DIRECTIONS:
Please repeat each entry. Match every word exactly.

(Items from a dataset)
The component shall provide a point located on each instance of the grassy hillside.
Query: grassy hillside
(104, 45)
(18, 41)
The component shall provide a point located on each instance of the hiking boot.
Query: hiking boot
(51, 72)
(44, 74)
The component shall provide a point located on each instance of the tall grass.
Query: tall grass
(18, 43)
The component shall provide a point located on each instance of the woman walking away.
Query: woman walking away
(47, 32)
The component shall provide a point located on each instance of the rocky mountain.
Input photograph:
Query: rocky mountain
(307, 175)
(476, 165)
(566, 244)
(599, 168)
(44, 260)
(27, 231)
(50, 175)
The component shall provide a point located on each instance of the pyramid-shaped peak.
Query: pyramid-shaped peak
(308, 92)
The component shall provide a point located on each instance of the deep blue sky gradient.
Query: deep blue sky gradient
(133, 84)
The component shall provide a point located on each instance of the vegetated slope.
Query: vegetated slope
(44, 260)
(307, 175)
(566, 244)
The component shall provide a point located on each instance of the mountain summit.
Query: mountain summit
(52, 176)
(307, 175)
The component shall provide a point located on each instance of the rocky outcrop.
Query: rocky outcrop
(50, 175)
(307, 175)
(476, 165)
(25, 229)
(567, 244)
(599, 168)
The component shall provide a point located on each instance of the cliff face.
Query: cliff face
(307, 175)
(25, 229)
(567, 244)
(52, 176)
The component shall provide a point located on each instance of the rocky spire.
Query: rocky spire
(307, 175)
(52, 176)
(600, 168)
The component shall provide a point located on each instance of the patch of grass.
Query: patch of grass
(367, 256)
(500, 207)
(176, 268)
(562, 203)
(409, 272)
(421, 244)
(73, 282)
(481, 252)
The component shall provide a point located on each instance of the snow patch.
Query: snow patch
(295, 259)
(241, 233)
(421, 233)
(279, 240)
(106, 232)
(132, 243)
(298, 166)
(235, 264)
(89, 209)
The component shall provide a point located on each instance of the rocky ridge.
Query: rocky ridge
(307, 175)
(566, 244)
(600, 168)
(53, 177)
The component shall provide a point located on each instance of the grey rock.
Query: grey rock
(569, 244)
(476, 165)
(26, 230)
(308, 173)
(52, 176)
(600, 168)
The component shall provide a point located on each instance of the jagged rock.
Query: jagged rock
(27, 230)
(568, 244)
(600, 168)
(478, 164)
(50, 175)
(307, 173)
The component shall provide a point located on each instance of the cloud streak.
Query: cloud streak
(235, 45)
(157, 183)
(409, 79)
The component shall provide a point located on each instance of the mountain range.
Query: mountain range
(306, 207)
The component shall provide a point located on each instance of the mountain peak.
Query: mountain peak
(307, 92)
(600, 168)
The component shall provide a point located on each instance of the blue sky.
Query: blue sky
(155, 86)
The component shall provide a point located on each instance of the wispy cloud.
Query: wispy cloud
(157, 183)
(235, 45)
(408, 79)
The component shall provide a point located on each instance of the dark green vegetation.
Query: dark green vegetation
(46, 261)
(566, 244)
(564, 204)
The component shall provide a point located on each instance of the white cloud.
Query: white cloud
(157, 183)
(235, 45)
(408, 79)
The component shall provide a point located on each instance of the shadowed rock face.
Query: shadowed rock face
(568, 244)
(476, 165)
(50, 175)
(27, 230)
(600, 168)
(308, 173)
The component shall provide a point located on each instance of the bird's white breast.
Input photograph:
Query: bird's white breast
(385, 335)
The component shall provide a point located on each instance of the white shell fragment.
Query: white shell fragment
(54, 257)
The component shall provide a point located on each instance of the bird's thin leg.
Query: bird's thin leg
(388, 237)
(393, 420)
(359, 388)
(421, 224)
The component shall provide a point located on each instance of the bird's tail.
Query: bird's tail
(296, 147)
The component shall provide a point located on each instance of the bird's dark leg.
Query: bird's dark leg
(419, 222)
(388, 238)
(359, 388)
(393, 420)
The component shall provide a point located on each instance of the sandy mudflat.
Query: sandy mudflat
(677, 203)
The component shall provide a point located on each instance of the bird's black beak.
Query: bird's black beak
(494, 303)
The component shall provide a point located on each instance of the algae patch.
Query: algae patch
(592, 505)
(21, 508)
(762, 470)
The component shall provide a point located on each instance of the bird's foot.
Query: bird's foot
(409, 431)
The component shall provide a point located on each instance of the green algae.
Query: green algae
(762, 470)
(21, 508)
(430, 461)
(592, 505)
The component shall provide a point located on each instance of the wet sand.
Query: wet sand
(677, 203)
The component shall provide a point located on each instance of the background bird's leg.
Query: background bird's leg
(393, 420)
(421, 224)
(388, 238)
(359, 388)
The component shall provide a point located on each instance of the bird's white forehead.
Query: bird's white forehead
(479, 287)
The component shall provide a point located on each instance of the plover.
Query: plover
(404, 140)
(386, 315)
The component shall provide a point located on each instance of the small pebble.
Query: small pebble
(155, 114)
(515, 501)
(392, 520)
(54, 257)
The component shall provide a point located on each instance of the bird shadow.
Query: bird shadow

ANSWER SPACE:
The component shall provide a point located on each instance of the grassy hillside.
Query: grassy hillside
(104, 45)
(18, 41)
The component shall provide a point located on each instance of the hiking boot.
Query: hiking boot
(51, 72)
(44, 74)
The component shall provide a point located on each instance of the tall grass.
Query: tall grass
(18, 43)
The component shall provide a point located on each instance of the woman walking away.
Query: woman walking away
(47, 32)
The component shall provide a point located on each instance of the rocky mountain.
Input photograph:
Query: rocky mountain
(307, 175)
(476, 165)
(566, 244)
(599, 168)
(44, 260)
(27, 231)
(50, 175)
The component shall provide a point located on each instance of the pyramid-shaped peak.
Query: pyramid-shaped peak
(308, 92)
The component shall provide a point located on each instance of the deep blue sky gradient.
Query: deep blue sky gradient
(133, 84)
The component shall provide a point located on each instance of the vegetated slope.
Query: vegetated slope
(44, 260)
(307, 175)
(566, 244)
The component shall provide a point located on each instance of the mountain summit.
Query: mountain summit
(52, 176)
(307, 175)
The component shall provide a point located on each instance of the rocky outcrop.
Query: rocky outcrop
(50, 175)
(307, 175)
(476, 165)
(25, 229)
(567, 244)
(599, 168)
The component shall provide a point located on each instance of the cliff face.
Query: cliff face
(307, 175)
(25, 229)
(567, 244)
(52, 176)
The component shall provide a point located on each instance of the rocky spire.
Query: rocky spire
(307, 175)
(52, 176)
(600, 168)
The component shall provide a point located on each instance of the patch of grass.
Query: patch of grass
(367, 256)
(500, 207)
(176, 268)
(562, 203)
(409, 272)
(421, 244)
(73, 282)
(481, 252)
The component shall provide a point located on each instance of the snow patch.
Query: snow patch
(295, 259)
(241, 233)
(421, 233)
(279, 240)
(106, 232)
(132, 243)
(298, 166)
(235, 264)
(89, 209)
The component shall provide a point located on each instance of the rocky ridge.
Query: rocky ridge
(307, 175)
(566, 244)
(600, 168)
(53, 177)
The component shall provide a point located on each instance of the grey rock.
Query: grey rock
(569, 244)
(476, 165)
(26, 230)
(308, 173)
(52, 176)
(600, 168)
The component shall provide a point located on each instance of the jagged rock.
Query: jagged rock
(27, 230)
(568, 244)
(600, 168)
(478, 164)
(50, 175)
(307, 173)
The component shall provide a point located on each instance of the cloud streak.
Query: cloud streak
(235, 45)
(157, 183)
(409, 79)
The component shall provide a point located on each instance of the mountain range.
Query: mountain range
(306, 207)
The component shall provide a point located on each instance of the mountain peak.
Query: mountain peak
(307, 92)
(600, 168)
The component shall provide a point located on each instance of the blue sky.
Query: blue sky
(155, 86)
The component shall provide a point located on each instance of the wispy cloud.
Query: wispy cloud
(157, 183)
(235, 45)
(408, 79)
The component shall provide a point located on each instance of the dark green vegetation.
Query: dark green vegetation
(46, 261)
(566, 244)
(564, 204)
The component shall provide a point located on each instance of the white cloud.
Query: white cloud
(157, 183)
(235, 45)
(408, 79)
The component shall provide a point located on each instance of the shadowed rock face.
Query: shadowed rock face
(568, 244)
(476, 165)
(50, 175)
(27, 230)
(600, 168)
(308, 173)
The component shall provide a point located on each instance of the bird's white breast.
Input photograph:
Query: bird's white breast
(385, 335)
The component shall provide a point located on each instance of the white shell fragment.
Query: white shell fragment
(54, 257)
The component shall provide a point located on each instance of the bird's thin leg.
Query: bird's thin leg
(388, 237)
(393, 420)
(359, 388)
(421, 224)
The component shall provide a point located on each instance of the bird's tail.
Query: bird's tail
(296, 147)
The component shall provide a point located on each instance of the bird's dark leg.
Query: bird's dark leg
(419, 222)
(388, 238)
(359, 388)
(393, 420)
The component shall provide a point located on each instance of the sandy mudflat.
Query: sandy mudflat
(677, 203)
The component shall provide a point located on each instance of the bird's black beak.
Query: bird's black beak
(494, 303)
The component shall provide a point located on each instance of the algae patch.
Query: algae patch
(592, 505)
(21, 508)
(762, 470)
The component shall provide a point located on each instance of the bird's foot.
Query: bird's foot
(409, 431)
The component shall provide a point located on each instance of the green algae.
Query: green algae
(762, 470)
(21, 508)
(430, 461)
(592, 505)
The component shall provide a point located on each instance of the wet sand.
Query: wet sand
(677, 203)
The component shall provide a point located on each instance of the background bird's leg.
Query: background bird's leg
(393, 420)
(421, 224)
(388, 238)
(359, 388)
The component shall provide a point located on each instance of the bird's white forehead.
Query: bird's white forehead
(479, 287)
The component shall provide a point located on each instance of the plover.
Query: plover
(404, 140)
(386, 315)
The component shall provide a point located on each instance of the small pebble.
Query: small pebble
(155, 114)
(515, 501)
(392, 520)
(54, 257)
The component shall provide a point located on each instance of the bird shadow.
Query: bird shadow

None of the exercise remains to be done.